— Objective a —
Copy the forum thread below on costs for hiring NPCs as adventurers, word for word and in full.
** Begin Text provided **
# Costs for hiring npc as advenutres



## Guilberwood (Nov 2, 2005)

Hi,

I have a quick question:

Is there an oficial (WOTC or third party) cost for hiring npcs as aventures. 
I saw a lot of costs for hiring npcs as specialists or artisans etc., but no to hire them as adventures

It is just that my party wants to hire some adventures to scourt a princess back to her kingdom (since they cant do it themselves), and so I wanted to have an ideia of how much it would cost.

It would be nice to have a table, because I wanted to let the party choose the avarage level of the party they're hiring. So I could know the price no matter what level they chose.

Thanks a lot

Guilberwood


----------



## Corbert (Nov 2, 2005)

I just dealt with that in my last game session.  The players hired a 1st level fighter at 144 GP per level per year.  I used Table 5-2 in the 3.0 DMG, p.149, Prices for hirling services.  Where it says Mercenary 1 SP per day.  I figure any NPC hired would count basically as a mercenary.  Hope this helps.


----------



## nittanytbone (Nov 2, 2005)

The NPC costs are for NPC classes.  An NPC warrior has 4.5 HP, nonelite array, and 1 feat.  This is opposed to a Fighter with 10 HP, possibly elite array, and 2 feats.  The latter should obviously be more expensive.

Likewise, an alchemist is listed at 1 GP/day.  Seeing as how alchemists are spellcasters, this must mean that a level 1 adept costs 1 GP/day.

I'd figure that an NPC with 1 PC level would be AT LEAST 1 GP/day if not more.

In 1st edition AD&D, the MINIMUM salary per day was 3.5 GP/day/level.  This would get you a minimum loyalty that only treasure shares/gifts/magic items would enhance.  That seems like a decent guideline at a minimum to me.
** End Text provided **
— Objective b —
Write out every line of the listing below, raising each coordinate in the points by 43, and leave out the pictures.
** Begin Extracted records **
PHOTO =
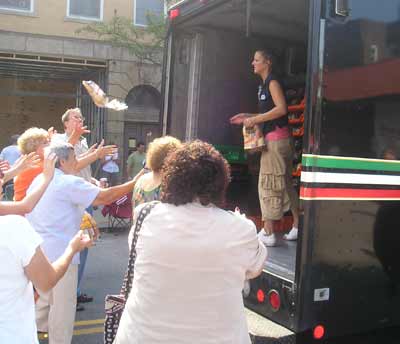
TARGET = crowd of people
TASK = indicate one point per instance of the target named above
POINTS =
(187, 241)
** End Extracted records **
— Reply a —
# Costs for hiring npc as advenutres



## Guilberwood (Nov 2, 2005)

Hi,

I have a quick question:

Is there an oficial (WOTC or third party) cost for hiring npcs as aventures. 
I saw a lot of costs for hiring npcs as specialists or artisans etc., but no to hire them as adventures

It is just that my party wants to hire some adventures to scourt a princess back to her kingdom (since they cant do it themselves), and so I wanted to have an ideia of how much it would cost.

It would be nice to have a table, because I wanted to let the party choose the avarage level of the party they're hiring. So I could know the price no matter what level they chose.

Thanks a lot

Guilberwood


----------



## Corbert (Nov 2, 2005)

I just dealt with that in my last game session.  The players hired a 1st level fighter at 144 GP per level per year.  I used Table 5-2 in the 3.0 DMG, p.149, Prices for hirling services.  Where it says Mercenary 1 SP per day.  I figure any NPC hired would count basically as a mercenary.  Hope this helps.


----------



## nittanytbone (Nov 2, 2005)

The NPC costs are for NPC classes.  An NPC warrior has 4.5 HP, nonelite array, and 1 feat.  This is opposed to a Fighter with 10 HP, possibly elite array, and 2 feats.  The latter should obviously be more expensive.

Likewise, an alchemist is listed at 1 GP/day.  Seeing as how alchemists are spellcasters, this must mean that a level 1 adept costs 1 GP/day.

I'd figure that an NPC with 1 PC level would be AT LEAST 1 GP/day if not more.

In 1st edition AD&D, the MINIMUM salary per day was 3.5 GP/day/level.  This would get you a minimum loyalty that only treasure shares/gifts/magic items would enhance.  That seems like a decent guideline at a minimum to me.

— Reply b —
PHOTO =
TARGET = crowd of people
TASK = indicate one point per instance of the target named above
POINTS =
(230, 284)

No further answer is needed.